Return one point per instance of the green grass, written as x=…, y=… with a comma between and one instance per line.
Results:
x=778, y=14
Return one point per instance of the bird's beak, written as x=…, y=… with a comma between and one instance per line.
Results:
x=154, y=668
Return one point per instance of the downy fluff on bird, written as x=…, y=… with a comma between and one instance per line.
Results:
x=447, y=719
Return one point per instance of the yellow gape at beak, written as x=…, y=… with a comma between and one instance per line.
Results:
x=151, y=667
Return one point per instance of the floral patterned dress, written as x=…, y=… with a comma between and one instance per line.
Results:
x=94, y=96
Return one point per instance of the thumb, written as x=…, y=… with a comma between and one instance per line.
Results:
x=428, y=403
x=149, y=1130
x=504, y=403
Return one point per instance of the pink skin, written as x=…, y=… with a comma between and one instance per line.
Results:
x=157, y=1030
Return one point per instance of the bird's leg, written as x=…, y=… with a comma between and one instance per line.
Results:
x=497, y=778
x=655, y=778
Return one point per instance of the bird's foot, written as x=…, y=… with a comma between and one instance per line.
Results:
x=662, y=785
...
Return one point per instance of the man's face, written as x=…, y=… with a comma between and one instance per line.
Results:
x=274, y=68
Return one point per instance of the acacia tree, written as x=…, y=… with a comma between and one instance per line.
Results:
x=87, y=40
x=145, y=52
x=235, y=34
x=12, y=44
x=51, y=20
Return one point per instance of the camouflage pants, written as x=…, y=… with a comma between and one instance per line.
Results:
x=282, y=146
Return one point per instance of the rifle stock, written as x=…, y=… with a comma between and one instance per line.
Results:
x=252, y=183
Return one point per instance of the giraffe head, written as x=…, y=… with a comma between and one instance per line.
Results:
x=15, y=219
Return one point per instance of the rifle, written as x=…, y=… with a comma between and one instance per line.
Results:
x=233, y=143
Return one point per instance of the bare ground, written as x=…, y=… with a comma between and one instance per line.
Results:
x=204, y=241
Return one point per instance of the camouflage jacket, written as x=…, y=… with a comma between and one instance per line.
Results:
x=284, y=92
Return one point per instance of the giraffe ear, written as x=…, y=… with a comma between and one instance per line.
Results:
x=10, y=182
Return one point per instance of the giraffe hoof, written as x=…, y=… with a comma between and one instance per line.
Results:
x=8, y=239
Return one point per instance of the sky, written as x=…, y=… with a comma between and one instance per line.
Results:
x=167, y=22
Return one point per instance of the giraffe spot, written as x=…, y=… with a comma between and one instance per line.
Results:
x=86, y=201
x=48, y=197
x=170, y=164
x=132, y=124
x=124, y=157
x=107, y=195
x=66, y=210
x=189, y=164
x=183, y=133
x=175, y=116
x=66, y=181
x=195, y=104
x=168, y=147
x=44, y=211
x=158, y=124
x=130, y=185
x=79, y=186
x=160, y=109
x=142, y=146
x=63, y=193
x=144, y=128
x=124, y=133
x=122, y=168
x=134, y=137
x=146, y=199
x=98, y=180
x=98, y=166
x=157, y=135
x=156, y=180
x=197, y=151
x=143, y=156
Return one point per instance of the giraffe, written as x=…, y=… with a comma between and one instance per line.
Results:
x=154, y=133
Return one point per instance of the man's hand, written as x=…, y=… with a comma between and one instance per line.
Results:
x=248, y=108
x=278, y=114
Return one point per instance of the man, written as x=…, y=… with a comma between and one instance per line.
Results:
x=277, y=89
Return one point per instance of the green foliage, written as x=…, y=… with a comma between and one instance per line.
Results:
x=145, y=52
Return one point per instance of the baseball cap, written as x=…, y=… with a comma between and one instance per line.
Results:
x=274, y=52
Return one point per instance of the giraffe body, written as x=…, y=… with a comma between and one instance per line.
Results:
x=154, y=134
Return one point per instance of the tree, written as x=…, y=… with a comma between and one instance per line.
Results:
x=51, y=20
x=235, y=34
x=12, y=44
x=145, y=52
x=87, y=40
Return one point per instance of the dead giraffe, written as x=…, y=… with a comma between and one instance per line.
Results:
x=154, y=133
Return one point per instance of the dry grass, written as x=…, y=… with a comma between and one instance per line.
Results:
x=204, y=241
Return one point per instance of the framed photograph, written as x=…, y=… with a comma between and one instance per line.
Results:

Instruction
Report how many lines in the rows above contain the string "tree", treating uppercase and lowercase as different. Give only the number.

Solution for this problem
2